** TASK TO COMPLETE **
Locate the line that contains "Task — for every instance of the red tiled". Copy it and every following line through the end of the records, exactly, and include nothing else.

(Object point labels)
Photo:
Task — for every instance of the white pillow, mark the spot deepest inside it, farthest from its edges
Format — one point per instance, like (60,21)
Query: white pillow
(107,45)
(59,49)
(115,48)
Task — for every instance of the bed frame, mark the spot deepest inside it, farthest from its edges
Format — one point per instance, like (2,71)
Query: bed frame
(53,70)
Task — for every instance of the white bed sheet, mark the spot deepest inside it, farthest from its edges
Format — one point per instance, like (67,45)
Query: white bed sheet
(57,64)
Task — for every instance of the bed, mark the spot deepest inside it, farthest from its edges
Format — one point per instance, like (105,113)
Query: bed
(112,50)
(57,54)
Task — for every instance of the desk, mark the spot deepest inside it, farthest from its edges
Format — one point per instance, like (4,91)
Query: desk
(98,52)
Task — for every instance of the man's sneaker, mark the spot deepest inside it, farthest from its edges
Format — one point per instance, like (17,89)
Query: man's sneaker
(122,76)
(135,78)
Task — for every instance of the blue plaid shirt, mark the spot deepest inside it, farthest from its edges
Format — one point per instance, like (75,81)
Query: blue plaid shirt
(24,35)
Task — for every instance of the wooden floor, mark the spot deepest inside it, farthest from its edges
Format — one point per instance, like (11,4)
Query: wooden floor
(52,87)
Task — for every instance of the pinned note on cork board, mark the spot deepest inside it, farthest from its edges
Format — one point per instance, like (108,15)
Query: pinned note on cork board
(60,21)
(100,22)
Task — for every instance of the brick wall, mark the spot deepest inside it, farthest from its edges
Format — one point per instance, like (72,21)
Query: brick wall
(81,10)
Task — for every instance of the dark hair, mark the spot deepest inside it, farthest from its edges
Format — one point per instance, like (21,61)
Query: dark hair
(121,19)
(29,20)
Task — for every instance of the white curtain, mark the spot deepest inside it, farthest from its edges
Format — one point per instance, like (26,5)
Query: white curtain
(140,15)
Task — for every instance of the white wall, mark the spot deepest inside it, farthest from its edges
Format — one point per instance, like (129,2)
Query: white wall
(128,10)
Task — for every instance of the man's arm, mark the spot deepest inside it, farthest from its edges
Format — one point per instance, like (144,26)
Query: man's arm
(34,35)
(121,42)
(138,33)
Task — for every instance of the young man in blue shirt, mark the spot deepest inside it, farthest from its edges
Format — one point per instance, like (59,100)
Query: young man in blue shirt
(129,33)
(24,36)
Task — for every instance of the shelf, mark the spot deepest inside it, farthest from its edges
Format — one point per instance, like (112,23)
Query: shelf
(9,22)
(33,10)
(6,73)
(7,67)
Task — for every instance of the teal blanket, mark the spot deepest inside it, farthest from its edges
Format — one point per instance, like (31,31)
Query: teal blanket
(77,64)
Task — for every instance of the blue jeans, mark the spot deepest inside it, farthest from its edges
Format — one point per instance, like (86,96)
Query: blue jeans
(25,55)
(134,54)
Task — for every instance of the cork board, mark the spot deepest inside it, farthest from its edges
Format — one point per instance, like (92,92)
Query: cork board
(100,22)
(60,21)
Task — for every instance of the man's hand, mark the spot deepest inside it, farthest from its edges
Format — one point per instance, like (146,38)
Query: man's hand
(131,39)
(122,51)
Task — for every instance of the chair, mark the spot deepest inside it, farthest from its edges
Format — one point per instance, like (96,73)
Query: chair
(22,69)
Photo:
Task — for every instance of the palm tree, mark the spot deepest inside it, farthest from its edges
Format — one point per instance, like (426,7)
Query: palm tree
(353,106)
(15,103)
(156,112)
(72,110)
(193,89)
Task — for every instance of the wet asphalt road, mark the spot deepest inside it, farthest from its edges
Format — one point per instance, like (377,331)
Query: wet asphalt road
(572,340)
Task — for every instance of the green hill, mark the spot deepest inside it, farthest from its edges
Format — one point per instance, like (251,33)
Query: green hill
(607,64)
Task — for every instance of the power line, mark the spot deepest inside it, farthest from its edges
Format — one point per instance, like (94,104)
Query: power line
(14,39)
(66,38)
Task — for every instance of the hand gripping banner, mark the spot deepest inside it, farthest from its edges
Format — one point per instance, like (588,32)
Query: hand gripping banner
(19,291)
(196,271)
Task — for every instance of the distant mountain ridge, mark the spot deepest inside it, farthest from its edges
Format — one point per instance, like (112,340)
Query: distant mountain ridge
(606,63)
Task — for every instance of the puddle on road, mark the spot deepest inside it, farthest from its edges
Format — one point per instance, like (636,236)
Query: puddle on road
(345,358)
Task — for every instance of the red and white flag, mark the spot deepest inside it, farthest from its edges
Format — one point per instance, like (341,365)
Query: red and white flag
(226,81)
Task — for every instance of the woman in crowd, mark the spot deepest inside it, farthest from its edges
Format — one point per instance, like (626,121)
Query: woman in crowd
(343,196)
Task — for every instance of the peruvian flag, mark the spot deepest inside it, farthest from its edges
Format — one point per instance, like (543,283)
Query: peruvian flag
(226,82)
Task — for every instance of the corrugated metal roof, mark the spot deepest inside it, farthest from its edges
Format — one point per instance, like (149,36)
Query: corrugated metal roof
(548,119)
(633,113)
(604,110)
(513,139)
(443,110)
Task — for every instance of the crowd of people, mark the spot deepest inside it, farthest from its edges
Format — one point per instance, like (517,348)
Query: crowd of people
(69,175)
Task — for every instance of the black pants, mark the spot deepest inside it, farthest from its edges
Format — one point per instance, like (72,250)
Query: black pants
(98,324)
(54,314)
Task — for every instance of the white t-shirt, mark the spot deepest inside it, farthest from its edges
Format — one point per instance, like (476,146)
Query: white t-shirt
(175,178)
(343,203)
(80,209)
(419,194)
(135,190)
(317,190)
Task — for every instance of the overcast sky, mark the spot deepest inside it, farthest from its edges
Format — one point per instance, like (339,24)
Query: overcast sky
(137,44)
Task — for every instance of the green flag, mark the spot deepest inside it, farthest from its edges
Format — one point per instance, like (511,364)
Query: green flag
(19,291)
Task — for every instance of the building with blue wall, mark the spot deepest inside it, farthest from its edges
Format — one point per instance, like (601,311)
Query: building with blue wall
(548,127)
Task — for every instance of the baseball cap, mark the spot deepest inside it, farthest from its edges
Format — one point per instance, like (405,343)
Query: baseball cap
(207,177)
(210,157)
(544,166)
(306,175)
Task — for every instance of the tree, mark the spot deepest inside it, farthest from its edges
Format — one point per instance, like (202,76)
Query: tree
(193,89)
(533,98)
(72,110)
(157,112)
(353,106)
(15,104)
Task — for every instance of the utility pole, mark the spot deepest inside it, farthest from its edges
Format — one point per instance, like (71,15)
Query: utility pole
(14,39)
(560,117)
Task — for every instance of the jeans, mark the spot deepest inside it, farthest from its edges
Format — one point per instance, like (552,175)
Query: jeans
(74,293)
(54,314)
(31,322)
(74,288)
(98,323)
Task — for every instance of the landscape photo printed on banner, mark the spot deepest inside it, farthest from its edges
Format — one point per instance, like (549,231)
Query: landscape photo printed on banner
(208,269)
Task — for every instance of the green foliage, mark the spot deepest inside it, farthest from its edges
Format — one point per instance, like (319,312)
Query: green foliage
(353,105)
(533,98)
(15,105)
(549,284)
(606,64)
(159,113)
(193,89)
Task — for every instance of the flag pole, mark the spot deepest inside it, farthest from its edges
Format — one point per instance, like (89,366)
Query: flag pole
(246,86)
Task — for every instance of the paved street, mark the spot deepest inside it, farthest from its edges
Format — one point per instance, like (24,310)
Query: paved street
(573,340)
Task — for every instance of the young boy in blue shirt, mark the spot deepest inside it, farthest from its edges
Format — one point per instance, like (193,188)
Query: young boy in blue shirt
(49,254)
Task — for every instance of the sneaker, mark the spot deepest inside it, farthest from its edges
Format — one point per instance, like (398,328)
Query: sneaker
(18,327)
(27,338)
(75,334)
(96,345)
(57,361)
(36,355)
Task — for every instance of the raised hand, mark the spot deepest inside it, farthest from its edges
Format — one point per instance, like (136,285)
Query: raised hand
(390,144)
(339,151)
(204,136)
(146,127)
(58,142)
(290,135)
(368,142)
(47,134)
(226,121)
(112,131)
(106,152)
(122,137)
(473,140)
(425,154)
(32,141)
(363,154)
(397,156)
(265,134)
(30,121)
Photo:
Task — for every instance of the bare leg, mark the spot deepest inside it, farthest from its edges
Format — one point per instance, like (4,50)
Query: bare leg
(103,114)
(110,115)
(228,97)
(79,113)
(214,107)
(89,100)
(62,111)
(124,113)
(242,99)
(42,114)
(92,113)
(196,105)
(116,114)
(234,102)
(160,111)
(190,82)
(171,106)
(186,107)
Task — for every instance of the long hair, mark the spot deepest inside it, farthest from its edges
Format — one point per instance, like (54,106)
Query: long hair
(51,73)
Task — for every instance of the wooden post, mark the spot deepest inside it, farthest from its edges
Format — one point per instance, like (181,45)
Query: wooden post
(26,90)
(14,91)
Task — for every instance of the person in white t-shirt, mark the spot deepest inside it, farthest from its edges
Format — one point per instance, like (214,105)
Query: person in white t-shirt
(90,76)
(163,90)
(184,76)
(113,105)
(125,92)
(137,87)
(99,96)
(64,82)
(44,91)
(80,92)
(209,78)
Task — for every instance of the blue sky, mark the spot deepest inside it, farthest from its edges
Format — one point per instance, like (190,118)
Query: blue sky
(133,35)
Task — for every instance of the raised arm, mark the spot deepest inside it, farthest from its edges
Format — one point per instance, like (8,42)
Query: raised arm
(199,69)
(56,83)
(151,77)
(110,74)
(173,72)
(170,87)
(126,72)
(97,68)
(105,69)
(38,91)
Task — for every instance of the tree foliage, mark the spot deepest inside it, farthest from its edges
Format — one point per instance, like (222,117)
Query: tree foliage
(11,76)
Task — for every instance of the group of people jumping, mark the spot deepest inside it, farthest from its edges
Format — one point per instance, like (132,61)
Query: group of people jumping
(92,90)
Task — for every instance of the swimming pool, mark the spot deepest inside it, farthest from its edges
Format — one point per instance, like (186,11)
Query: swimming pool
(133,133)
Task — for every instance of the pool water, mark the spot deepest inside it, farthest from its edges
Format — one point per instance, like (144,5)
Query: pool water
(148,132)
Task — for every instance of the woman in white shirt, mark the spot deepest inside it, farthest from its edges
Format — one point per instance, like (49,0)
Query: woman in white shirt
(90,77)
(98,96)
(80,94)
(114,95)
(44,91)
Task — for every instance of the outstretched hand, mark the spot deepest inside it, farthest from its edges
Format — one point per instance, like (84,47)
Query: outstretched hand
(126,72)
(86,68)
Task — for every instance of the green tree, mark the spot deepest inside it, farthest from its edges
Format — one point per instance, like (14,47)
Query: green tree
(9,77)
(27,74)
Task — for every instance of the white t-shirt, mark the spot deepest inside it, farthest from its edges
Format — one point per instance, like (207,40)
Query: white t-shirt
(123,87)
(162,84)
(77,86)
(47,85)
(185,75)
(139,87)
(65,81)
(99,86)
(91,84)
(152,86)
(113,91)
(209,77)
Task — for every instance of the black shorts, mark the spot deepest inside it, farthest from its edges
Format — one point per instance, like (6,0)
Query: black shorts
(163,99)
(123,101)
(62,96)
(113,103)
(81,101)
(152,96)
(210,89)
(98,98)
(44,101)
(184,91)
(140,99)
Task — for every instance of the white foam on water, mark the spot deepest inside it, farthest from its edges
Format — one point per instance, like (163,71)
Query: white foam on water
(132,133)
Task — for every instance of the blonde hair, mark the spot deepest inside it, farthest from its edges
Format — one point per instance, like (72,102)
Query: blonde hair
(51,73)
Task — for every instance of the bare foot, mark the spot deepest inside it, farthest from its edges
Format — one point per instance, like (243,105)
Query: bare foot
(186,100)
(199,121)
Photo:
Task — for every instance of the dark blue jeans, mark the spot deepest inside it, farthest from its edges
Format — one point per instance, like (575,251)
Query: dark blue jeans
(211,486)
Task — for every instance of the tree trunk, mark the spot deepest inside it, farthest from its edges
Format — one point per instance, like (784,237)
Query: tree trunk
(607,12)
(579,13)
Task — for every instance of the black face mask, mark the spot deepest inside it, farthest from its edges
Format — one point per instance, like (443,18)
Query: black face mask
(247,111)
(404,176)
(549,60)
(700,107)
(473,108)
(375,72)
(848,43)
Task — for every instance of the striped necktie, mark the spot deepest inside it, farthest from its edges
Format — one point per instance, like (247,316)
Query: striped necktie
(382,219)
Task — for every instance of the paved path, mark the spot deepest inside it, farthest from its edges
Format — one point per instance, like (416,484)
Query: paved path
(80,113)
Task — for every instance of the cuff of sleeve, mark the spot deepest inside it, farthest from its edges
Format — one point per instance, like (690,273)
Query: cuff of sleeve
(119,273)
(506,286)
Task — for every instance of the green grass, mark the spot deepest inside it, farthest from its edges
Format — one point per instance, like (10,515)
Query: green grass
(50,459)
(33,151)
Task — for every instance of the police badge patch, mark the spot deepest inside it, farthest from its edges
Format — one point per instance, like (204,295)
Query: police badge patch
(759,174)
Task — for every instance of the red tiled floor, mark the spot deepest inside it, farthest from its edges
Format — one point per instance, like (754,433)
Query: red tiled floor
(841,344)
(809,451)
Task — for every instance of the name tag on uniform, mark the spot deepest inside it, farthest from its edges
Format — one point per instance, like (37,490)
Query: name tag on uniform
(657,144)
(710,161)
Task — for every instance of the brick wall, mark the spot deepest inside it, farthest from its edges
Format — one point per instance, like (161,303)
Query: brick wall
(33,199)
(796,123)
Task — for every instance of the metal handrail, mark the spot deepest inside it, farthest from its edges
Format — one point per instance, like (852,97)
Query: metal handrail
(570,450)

** RESULT OF THE EXERCISE **
Task — for every instance of the red tiled floor, mark the spot deepest inside it, farthest from its edges
Format — one point per instance, like (754,433)
Query: red tiled floor
(841,344)
(809,451)
Task — for every instance of the name tag on uniform, mark the spot deepest inside it, farthest from its edges
Format — one point per instance, like (37,490)
Query: name tag on uniform
(657,144)
(710,161)
Task — for every instance of the brick wall, mark the spot deepest inside it, farthest from its edges
Format — one point per instance, like (161,303)
Query: brick wall
(33,199)
(796,123)
Task — for every instance of the metal handrail, mark the spot deepest inside it, farthest from its edges
Format — one point per instance, like (852,97)
Query: metal handrail
(570,450)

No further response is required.